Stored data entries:
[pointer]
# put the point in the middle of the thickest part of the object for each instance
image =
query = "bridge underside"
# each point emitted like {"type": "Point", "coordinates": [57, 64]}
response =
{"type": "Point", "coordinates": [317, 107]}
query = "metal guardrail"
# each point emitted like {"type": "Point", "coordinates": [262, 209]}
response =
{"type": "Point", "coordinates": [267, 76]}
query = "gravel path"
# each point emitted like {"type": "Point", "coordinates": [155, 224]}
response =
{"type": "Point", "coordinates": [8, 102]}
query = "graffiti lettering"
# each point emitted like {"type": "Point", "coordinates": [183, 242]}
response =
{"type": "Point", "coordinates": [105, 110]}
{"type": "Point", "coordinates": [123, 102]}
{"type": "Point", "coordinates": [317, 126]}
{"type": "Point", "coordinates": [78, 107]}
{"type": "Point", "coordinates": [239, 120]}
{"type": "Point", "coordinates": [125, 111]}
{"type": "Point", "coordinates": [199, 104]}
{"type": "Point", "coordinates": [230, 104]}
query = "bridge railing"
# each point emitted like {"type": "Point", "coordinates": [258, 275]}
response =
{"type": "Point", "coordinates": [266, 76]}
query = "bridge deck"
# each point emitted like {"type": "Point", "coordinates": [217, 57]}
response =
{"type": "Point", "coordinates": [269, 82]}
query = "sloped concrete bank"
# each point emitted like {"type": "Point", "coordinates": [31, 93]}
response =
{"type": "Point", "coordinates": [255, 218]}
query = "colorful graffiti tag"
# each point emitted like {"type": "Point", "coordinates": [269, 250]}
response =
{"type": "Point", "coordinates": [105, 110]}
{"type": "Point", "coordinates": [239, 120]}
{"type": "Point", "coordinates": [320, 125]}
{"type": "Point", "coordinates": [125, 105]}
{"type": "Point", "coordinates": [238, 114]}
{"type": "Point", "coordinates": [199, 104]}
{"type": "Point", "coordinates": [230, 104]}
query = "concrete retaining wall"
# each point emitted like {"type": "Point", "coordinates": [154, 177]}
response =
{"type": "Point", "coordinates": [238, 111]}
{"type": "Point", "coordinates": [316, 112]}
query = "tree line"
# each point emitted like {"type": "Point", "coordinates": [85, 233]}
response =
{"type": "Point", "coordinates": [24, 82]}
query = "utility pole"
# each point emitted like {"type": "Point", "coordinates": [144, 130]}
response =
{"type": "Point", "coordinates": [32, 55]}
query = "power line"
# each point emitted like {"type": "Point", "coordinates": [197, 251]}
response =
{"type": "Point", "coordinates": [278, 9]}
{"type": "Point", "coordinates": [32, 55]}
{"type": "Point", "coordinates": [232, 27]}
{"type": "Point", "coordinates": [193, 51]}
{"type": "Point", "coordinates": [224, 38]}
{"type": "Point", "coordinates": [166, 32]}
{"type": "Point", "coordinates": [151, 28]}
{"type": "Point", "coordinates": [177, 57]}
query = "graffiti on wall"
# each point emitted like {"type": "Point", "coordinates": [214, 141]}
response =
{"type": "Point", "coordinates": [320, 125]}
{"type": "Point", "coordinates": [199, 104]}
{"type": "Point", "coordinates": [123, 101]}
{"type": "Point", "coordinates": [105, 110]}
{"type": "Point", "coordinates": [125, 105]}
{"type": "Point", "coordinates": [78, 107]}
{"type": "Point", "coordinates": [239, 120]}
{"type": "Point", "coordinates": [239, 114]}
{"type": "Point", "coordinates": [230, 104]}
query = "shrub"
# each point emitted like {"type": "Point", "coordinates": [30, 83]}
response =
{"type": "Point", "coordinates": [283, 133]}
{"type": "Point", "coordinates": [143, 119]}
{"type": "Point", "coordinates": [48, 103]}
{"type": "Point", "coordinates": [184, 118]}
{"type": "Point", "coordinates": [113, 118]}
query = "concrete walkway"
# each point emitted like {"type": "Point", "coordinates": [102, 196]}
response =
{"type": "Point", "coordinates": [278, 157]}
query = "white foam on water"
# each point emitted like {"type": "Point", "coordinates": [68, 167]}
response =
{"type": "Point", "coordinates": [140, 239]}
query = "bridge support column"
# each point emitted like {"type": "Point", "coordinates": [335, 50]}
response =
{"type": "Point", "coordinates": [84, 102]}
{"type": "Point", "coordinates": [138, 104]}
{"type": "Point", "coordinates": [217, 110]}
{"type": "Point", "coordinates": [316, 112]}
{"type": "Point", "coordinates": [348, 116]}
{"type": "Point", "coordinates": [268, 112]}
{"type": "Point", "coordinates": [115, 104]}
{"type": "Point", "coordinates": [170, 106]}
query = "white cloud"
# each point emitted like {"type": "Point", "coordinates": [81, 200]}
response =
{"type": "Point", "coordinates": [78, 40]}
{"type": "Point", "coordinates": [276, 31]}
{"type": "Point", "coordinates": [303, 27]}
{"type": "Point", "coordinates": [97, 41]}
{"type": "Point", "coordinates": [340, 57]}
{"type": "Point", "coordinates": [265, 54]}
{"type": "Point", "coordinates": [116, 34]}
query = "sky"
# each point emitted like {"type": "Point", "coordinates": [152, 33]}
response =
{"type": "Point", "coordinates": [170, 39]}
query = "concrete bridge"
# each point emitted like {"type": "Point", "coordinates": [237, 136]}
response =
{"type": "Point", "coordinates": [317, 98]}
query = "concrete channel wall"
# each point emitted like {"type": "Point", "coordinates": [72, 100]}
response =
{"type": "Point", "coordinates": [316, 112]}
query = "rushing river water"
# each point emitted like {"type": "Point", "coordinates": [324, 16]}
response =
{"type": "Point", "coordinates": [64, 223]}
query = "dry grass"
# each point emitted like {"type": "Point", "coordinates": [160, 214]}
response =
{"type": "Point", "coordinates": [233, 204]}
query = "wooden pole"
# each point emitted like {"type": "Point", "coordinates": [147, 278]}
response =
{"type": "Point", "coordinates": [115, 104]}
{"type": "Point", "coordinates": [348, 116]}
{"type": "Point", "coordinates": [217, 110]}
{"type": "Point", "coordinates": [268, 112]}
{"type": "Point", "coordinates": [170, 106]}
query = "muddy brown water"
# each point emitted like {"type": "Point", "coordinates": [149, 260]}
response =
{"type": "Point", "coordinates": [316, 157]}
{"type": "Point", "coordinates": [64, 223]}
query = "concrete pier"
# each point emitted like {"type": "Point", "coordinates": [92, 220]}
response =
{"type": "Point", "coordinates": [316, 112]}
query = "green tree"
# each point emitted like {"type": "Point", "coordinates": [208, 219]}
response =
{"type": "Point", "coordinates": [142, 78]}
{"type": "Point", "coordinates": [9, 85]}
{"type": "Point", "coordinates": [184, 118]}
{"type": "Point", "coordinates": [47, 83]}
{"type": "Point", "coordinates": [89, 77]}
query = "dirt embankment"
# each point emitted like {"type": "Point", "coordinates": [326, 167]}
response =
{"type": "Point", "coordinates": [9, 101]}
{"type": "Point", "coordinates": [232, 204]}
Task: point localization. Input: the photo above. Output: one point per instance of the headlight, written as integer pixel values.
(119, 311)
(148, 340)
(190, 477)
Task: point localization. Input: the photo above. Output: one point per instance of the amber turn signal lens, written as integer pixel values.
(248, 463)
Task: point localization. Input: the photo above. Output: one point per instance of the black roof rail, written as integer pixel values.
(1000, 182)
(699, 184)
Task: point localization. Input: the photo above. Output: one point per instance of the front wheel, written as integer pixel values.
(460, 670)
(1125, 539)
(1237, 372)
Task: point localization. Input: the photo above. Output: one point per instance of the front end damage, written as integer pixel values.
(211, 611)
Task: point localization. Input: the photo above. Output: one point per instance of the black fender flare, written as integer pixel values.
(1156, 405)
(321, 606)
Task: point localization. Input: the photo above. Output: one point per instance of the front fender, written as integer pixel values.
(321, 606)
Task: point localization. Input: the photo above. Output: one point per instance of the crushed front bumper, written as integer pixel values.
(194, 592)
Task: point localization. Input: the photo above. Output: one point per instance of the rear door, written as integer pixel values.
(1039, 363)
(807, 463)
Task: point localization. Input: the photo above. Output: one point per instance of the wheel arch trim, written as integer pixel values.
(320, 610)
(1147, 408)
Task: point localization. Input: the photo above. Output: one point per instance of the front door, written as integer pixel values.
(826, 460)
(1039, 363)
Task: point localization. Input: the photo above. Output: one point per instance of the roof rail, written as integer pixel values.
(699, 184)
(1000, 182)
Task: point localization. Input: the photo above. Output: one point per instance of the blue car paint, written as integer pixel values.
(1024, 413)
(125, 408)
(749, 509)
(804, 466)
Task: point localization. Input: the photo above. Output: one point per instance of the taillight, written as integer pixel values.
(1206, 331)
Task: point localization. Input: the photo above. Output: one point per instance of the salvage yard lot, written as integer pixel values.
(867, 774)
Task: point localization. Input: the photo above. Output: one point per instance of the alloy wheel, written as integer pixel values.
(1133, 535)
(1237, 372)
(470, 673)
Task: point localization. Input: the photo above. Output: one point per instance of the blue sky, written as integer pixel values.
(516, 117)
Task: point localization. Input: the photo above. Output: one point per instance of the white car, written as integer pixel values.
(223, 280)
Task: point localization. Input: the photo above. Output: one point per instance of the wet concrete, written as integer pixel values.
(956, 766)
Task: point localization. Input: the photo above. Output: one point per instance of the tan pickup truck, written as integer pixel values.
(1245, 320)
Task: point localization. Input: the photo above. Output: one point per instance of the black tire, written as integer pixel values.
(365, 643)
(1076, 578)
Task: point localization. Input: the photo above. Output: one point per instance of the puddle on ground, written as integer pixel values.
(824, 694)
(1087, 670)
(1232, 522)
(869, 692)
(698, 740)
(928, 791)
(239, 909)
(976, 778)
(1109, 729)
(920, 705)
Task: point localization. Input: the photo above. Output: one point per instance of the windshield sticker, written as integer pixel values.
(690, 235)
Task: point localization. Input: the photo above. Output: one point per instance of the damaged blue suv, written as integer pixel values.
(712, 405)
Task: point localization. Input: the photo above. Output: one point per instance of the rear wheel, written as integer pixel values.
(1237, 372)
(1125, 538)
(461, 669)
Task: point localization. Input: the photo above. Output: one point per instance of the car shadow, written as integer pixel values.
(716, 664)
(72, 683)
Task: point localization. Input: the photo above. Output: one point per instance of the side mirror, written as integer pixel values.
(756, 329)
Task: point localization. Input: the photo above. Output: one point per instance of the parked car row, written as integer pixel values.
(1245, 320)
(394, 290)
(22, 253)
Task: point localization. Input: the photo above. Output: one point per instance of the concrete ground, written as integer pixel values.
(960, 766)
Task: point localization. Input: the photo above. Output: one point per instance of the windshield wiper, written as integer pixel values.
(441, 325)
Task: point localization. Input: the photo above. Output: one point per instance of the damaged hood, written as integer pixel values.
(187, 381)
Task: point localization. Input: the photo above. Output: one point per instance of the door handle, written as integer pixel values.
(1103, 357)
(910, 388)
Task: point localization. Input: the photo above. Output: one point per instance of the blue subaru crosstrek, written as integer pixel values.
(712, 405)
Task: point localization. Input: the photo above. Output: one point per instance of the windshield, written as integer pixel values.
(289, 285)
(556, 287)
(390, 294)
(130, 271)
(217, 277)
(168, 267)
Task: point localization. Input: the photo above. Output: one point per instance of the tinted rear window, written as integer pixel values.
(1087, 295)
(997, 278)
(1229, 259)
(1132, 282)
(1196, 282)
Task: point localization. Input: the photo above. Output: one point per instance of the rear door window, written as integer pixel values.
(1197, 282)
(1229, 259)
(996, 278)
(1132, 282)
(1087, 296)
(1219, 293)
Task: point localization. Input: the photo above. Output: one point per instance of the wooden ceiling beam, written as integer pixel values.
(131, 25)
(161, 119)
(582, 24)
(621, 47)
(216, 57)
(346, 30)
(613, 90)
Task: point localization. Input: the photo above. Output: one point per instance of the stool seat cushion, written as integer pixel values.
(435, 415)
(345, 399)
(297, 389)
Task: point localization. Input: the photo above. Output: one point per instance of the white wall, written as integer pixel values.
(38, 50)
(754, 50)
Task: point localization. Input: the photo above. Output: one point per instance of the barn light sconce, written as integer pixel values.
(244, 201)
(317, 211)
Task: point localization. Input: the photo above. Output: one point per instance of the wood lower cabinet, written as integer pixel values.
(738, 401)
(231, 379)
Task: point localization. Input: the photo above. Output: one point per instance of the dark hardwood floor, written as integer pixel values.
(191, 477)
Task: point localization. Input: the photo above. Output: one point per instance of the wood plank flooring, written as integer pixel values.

## HOW TO COMPLETE THIS TASK
Copy each line in the entries above where "pole" turns up.

## RESULT BELOW
query = "utility pole"
query = "wooden pole"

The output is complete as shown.